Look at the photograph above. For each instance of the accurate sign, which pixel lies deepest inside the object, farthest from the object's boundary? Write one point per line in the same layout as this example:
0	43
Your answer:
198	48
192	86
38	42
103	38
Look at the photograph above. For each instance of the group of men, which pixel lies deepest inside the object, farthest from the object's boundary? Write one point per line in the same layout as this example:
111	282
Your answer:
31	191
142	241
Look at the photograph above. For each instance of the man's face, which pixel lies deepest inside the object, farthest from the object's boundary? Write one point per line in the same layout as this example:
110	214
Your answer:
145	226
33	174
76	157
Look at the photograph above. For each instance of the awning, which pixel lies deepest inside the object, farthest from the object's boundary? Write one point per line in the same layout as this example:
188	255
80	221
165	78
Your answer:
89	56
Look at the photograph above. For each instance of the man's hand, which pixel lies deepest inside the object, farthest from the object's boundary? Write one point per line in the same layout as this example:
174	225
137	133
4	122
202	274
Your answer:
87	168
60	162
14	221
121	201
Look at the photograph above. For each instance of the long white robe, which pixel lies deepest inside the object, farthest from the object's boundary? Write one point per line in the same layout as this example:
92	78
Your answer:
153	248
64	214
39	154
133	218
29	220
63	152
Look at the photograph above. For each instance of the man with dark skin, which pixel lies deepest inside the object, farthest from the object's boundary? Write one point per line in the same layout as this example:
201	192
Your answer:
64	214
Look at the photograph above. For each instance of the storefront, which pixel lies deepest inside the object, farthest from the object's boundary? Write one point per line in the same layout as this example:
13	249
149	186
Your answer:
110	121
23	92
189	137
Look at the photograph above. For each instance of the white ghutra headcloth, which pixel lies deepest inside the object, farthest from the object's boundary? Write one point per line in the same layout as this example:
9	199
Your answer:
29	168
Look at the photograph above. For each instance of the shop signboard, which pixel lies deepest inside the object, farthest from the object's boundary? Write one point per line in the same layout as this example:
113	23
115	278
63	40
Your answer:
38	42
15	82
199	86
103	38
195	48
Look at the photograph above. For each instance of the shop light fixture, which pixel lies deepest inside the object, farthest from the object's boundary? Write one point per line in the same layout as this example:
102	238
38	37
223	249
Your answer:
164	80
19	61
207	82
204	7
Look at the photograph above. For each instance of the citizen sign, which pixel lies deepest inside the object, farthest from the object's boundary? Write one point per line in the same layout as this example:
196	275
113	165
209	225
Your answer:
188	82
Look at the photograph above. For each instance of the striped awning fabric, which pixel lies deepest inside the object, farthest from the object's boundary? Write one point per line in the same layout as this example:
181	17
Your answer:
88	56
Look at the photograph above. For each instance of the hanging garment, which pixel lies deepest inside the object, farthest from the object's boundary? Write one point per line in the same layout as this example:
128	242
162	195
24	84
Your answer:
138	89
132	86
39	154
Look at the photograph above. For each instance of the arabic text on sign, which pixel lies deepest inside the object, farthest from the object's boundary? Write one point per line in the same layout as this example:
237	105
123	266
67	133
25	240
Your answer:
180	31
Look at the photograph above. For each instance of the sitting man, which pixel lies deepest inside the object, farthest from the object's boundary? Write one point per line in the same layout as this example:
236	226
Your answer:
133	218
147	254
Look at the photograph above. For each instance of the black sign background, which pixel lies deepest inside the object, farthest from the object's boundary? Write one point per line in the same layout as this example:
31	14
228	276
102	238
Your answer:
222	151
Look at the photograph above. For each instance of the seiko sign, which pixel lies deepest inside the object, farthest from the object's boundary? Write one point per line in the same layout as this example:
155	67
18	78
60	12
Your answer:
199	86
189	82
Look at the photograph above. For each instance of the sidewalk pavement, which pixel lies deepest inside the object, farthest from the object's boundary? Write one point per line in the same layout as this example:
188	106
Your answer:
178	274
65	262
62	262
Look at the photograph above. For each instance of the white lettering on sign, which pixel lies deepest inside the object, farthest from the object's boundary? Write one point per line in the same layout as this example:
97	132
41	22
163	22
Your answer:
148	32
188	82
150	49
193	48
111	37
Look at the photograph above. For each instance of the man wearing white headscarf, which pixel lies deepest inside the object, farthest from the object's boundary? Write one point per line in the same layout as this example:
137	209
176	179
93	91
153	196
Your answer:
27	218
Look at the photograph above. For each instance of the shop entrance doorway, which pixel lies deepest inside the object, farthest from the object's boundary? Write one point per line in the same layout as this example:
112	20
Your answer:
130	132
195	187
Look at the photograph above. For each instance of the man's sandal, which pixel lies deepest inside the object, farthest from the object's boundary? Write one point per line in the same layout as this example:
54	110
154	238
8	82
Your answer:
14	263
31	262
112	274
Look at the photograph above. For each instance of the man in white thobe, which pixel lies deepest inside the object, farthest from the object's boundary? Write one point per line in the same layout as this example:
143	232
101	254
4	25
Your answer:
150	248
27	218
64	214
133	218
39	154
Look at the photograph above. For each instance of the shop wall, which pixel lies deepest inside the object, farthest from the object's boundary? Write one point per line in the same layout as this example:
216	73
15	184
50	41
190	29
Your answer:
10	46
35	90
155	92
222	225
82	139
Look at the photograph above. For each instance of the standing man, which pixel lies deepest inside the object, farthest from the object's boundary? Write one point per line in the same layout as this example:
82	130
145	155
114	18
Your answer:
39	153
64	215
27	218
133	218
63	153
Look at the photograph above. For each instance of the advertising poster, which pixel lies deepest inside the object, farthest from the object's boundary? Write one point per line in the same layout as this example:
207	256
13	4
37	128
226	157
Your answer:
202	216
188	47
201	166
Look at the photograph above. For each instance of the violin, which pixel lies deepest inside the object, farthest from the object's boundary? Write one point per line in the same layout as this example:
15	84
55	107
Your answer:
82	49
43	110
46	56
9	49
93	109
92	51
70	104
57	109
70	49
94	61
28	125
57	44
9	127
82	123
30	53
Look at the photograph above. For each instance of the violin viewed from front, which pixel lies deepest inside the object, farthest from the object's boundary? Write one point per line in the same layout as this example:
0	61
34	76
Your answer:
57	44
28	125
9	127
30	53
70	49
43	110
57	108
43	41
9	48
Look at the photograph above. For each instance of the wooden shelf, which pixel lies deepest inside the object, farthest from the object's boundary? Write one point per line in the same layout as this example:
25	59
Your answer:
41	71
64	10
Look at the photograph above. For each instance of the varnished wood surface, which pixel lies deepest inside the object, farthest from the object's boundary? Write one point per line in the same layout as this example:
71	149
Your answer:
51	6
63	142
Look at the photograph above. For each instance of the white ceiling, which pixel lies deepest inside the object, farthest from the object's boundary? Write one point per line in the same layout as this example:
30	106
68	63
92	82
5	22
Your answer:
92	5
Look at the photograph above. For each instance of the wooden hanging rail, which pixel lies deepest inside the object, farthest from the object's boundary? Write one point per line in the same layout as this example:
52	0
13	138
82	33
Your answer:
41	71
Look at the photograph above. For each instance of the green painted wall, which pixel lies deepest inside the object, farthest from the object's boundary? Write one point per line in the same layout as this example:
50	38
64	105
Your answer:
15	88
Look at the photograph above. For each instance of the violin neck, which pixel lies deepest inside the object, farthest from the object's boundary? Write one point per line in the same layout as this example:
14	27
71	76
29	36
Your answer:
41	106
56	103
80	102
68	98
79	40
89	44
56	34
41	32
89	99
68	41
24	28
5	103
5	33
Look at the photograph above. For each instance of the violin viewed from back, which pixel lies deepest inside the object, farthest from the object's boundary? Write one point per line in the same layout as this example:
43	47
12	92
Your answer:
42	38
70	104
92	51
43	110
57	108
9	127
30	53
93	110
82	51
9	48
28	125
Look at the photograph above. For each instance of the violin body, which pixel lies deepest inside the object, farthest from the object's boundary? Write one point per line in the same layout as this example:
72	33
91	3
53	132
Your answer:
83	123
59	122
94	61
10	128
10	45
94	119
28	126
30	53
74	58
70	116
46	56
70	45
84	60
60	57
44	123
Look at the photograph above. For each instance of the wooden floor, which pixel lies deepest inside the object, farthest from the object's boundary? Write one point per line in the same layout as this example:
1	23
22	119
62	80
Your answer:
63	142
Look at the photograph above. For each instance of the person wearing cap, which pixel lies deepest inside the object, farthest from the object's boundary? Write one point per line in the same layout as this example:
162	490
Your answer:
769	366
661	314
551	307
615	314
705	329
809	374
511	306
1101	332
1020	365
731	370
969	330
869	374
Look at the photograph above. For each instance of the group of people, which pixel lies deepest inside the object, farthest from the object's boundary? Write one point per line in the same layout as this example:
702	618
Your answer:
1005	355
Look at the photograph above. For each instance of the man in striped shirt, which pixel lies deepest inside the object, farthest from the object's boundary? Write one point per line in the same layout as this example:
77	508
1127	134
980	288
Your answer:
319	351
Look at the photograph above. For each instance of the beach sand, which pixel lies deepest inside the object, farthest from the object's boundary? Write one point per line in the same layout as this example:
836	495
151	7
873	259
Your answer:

***

Multiply every point coordinate in the answers by 1.1 and round each result to a whole number, with halves rounded up. Begin at the line that contains "wooden floor, which" and continue through the end of the records, reproducing those lines alone, with the requests and their sample coordinates left unchanged.

Look at the photograph above. For each instance of the wooden floor, which pixel lies deepest inside the object, farthest from the object's boundary? Write one point per line in the same layout as this example:
1	23
22	119
62	80
Your answer:
69	156
Look at the photograph above. For each instance of the person wearing cap, which pixel lies deepest inside the object, farthest from the object's boundary? Write one point per line in the same layout as this example:
162	490
Your answer:
846	403
727	345
606	338
677	345
776	362
890	411
562	337
1211	365
1122	402
804	407
1066	363
956	411
Look at the photograph above. For each instance of the group of people, which pixel lies deepest inside the object, farthest from the object's boundary? Write one point per line in the same layout as this example:
702	618
Your answer:
1106	391
Look at the photograph above. For each instance of the man in striped shirt, which pixel lies deepest inside the object, farthest from the object's boundary? Write one point per line in the same layout as this example:
77	508
1127	134
980	288
Your answer:
351	386
Look at the photograph above. For each instance of the beach sand, which pixel lies deepest inside the object, farthest from the object's boundary? Write one point per line in the same layout as this example:
836	495
151	7
873	259
Your answer:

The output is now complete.